- [Your task]
Can you rewrite all the rows below, changing every "Tag one point per instance" to "Mark one point for each instance" and leaving the rest untouched?
____ Given data
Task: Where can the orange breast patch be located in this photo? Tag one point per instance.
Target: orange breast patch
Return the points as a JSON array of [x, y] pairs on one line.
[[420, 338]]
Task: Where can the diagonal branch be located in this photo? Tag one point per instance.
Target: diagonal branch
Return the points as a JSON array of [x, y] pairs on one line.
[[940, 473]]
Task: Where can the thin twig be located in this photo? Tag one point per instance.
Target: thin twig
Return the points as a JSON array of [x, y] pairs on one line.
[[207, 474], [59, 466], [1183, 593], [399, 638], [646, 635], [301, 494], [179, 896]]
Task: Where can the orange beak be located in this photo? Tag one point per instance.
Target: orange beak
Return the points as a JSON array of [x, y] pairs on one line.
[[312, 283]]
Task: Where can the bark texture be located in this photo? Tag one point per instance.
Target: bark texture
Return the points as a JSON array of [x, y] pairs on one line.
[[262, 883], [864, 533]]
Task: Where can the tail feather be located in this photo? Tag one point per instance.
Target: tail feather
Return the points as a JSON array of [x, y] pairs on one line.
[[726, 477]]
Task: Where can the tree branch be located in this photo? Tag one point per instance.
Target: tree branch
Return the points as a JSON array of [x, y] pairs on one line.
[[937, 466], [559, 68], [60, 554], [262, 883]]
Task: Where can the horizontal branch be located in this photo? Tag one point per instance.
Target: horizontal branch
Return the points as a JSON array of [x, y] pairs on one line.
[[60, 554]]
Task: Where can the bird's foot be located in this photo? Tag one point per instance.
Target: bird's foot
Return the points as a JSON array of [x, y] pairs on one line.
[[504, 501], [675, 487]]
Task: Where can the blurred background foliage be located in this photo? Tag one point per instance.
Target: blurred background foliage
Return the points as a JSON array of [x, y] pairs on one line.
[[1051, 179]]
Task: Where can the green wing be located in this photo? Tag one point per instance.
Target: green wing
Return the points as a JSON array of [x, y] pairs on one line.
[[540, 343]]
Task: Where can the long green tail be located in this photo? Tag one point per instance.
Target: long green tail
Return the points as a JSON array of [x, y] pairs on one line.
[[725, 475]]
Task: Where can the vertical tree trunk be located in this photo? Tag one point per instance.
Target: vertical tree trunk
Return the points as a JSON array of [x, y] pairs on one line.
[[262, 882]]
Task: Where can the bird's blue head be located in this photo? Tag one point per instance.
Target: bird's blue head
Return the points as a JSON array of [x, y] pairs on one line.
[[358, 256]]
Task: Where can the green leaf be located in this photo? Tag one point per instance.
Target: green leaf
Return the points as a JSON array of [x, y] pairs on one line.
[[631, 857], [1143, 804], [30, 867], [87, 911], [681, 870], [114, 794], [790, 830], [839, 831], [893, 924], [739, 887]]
________
- [Answer for this exercise]
Task: Where can the orange breast patch be located in this photo? Mark one point for each instance.
Target: orange breast patch
Return the points as a JSON array of [x, y] pairs on one line.
[[420, 338]]
Task: Where can the diagonal branch be located in this photo? Mark one point for each instance.
Target: diagonal branch
Return the points as a JSON array of [x, y] pairs on one line.
[[940, 473]]
Task: Where can the thin twig be located in this photo? Mark one point for each instance.
Target: thin twig
Return the points as a JSON array of [x, y] pairs on one line.
[[207, 474], [59, 466], [1183, 593], [399, 638], [646, 635], [301, 494], [179, 896]]
Task: Where can the orange beak be located in this photo? Mark one point for each instance.
Target: orange beak
Return the points as a JSON array of [x, y] pairs on one line.
[[312, 283]]
Task: Where can the bark texture be located in this photo? Mark one point for each instance.
Target: bark texture
Return the points as a JSON array of [x, y] pairs on one line.
[[262, 883], [864, 533]]
Task: Where can the tail feather be located in this photo? Mark one point for each instance.
Target: tail feather
Return the points as a JSON array of [x, y] pairs on one line.
[[726, 477]]
Task: Where can the tree branch be located in this photo? Mark one point for each instance.
Target: tree branch
Return the points as a JSON array of [x, y] pairs on one line.
[[937, 466], [559, 68], [60, 554], [262, 883]]
Task: Where can the horizontal branch be located in this photo? Mark one point for each instance.
Target: horizontal branch
Return the points as a JSON array of [x, y] pairs on one line.
[[60, 554]]
Task: Where can the bird's foot be located in this photo? Mark one point for each instance.
Target: bird's foot
Return the points as a JSON array of [x, y] pairs on one line.
[[504, 501], [675, 487]]
Task: Where can the blurred background foliage be located in this photo? Mark one point for each instance.
Target: blurred background foliage
Return the points as a JSON array of [x, y] pairs on one line.
[[1051, 179]]
Task: Where can the green wing be located in this photo? Mark one point for each instance.
Target: green wing
Return the points as a JSON array of [x, y] pairs on one line.
[[540, 343]]
Task: Where can the long green tail be located in this photo? Mark one point for each instance.
Target: long green tail
Return the points as a JSON array of [x, y] pairs on one line.
[[725, 475]]
Task: Where can the vertical tree trunk be located in this photo? Mark one point for each instance.
Target: vertical tree trunk
Return the points as a JSON array of [x, y] pairs on one line.
[[262, 882]]
Task: Where can the bird's blue head be located in this photo? Mark one point for each instance.
Target: bird's blue head
Return the points as a JSON array of [x, y] pairs on one line.
[[358, 256]]
Task: Where can the green leaf be located in this photo? Mark one point for each instance.
Target: green leaf
Return the points as a JSON array of [x, y] pairs on one line.
[[631, 857], [1143, 804], [30, 867], [87, 911], [681, 870], [114, 794], [790, 830], [839, 831], [893, 924], [739, 887]]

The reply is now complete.